- **WHAT TO DO**
Extract every line below that contains the word "after", and copy each one in full.

[Stored items]
╭──

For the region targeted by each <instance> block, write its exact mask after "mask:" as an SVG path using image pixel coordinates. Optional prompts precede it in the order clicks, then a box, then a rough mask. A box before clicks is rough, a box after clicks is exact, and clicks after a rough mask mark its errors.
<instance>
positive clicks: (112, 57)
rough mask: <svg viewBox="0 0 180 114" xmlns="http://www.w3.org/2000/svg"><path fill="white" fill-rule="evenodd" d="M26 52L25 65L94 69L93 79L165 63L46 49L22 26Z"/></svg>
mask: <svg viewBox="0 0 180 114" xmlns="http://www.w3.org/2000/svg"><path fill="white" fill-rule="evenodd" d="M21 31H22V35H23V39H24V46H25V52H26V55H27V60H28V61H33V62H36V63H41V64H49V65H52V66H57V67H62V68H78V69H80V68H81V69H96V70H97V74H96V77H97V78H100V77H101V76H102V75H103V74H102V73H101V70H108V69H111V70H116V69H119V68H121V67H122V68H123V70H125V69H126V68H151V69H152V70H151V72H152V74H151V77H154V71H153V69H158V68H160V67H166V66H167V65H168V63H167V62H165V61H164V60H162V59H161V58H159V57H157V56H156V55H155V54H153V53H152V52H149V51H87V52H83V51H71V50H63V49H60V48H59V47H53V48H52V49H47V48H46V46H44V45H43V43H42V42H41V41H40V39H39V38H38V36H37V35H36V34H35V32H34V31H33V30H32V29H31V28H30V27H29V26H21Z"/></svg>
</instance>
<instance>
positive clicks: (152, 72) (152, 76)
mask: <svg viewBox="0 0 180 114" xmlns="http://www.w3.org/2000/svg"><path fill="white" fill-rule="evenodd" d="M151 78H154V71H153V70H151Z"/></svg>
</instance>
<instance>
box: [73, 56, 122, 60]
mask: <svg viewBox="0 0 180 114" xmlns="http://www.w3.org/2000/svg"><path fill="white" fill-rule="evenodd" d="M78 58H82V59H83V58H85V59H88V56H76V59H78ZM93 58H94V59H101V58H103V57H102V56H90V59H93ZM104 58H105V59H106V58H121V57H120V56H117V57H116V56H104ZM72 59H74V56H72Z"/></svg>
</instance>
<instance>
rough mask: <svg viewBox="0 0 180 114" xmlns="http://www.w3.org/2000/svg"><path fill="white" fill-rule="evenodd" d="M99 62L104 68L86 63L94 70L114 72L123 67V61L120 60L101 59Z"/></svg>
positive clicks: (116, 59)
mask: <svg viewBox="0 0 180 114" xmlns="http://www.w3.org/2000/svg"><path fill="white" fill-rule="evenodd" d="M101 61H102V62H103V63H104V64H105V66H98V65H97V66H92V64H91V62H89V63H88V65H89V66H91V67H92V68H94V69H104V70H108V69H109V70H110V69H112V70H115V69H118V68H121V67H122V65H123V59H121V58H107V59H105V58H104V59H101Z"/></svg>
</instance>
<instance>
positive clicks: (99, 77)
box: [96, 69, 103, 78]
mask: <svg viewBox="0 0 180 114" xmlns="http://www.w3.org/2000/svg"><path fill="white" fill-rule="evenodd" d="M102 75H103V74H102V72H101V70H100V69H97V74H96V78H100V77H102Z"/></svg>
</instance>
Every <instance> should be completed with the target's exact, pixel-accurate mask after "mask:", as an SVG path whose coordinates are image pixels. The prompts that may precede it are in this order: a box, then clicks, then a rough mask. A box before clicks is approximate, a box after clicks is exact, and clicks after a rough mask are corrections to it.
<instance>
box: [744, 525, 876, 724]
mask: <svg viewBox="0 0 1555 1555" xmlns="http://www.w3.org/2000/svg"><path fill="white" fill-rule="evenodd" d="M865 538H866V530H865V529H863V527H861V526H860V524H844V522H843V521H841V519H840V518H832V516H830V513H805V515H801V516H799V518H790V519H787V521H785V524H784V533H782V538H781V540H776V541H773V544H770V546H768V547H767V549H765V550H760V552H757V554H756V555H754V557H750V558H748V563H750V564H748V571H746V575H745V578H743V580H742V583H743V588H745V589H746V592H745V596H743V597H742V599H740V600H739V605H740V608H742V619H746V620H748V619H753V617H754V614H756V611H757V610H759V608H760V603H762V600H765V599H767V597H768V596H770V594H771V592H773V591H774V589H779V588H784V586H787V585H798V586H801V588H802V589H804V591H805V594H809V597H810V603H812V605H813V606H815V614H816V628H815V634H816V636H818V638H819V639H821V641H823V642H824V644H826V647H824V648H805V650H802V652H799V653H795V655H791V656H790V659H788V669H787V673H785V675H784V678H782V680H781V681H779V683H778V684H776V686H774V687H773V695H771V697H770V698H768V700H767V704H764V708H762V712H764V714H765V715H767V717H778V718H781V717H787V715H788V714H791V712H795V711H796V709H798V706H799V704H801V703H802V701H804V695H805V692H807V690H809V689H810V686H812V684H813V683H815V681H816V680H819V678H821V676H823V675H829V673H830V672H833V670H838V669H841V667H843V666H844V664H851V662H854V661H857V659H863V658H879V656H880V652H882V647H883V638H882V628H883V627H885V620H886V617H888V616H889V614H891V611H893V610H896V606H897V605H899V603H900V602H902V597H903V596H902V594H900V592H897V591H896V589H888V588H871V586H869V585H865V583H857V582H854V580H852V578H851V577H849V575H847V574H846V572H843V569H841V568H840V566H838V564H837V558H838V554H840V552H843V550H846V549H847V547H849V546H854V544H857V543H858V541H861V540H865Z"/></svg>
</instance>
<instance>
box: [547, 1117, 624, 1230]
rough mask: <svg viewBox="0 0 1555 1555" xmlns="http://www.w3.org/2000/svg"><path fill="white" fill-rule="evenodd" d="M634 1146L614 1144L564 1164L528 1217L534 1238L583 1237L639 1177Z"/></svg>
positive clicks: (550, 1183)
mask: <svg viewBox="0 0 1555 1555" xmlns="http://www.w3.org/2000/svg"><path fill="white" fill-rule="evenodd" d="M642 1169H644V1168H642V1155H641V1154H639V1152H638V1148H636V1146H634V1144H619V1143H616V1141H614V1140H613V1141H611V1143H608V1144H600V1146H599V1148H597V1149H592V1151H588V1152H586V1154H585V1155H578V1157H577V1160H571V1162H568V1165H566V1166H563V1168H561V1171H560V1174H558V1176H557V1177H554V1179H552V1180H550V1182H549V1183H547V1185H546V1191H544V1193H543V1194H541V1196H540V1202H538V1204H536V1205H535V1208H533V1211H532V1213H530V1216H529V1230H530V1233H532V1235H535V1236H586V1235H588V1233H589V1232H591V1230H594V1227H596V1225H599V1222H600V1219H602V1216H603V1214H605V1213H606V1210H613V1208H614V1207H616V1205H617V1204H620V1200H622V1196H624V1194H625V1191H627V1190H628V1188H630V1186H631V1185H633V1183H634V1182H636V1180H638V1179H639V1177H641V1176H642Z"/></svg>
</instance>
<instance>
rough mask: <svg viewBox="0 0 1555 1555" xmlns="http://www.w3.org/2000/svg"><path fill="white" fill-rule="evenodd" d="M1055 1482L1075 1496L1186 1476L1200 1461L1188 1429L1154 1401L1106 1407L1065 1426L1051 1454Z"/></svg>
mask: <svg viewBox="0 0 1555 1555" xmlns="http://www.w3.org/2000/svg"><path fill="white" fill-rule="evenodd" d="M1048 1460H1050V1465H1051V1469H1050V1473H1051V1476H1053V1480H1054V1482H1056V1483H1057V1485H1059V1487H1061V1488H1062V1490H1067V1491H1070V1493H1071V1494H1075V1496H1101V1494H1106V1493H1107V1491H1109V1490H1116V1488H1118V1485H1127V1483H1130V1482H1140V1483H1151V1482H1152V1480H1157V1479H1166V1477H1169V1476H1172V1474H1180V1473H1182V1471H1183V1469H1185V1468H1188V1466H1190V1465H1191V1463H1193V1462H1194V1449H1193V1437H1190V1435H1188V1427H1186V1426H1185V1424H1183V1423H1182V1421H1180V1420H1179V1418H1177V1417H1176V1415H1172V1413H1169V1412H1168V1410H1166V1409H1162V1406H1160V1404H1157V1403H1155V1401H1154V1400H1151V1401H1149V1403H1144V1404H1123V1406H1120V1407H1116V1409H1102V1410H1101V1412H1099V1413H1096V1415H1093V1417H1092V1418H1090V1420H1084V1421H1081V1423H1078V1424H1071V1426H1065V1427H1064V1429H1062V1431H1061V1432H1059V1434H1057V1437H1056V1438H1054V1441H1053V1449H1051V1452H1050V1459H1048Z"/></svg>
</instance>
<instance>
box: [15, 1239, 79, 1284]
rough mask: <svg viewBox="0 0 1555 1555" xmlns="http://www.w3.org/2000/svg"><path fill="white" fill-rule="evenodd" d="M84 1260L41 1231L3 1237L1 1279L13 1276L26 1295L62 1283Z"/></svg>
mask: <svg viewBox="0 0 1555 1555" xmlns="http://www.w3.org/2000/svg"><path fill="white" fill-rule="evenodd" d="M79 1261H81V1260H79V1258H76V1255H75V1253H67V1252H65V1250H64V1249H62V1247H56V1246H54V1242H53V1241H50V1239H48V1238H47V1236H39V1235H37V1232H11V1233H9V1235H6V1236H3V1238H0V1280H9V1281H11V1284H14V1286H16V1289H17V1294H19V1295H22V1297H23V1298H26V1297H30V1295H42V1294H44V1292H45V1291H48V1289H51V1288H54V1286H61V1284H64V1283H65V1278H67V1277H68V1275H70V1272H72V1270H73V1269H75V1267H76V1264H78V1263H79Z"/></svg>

╰──

- **RESULT FOR THIS EXERCISE**
For the region targeted by each <instance> block, write its exact mask after "mask:" as an SVG path using image pixel coordinates. Optional prompts precede it in the order clicks, then a box, then a rough mask. A box before clicks is rough, a box after clicks is exact, and clicks after a rough mask mark its errors.
Every <instance> should be completed with the target's exact, pixel-accurate mask after "mask:", as an SVG path whose coordinates are image pixels. The prompts that may precede it are in this order: a box, then clicks, then a rough mask. A box before clicks is approximate, a box after clicks is exact, and clicks after a rough mask are corrections to it.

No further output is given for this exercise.